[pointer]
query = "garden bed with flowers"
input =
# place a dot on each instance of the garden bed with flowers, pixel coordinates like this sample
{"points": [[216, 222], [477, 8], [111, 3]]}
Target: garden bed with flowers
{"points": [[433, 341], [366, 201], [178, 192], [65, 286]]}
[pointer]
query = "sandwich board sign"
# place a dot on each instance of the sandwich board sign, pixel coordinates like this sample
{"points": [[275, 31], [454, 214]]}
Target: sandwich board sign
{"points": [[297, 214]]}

Work item: Each line of the entries above that contains "like" must be copied into the answer.

Task result:
# place a dot on each instance of the garden bed with flowers, pixel coordinates like this sample
# place a dot on each instance of the sandwich board sign, pixel coordinates like this sample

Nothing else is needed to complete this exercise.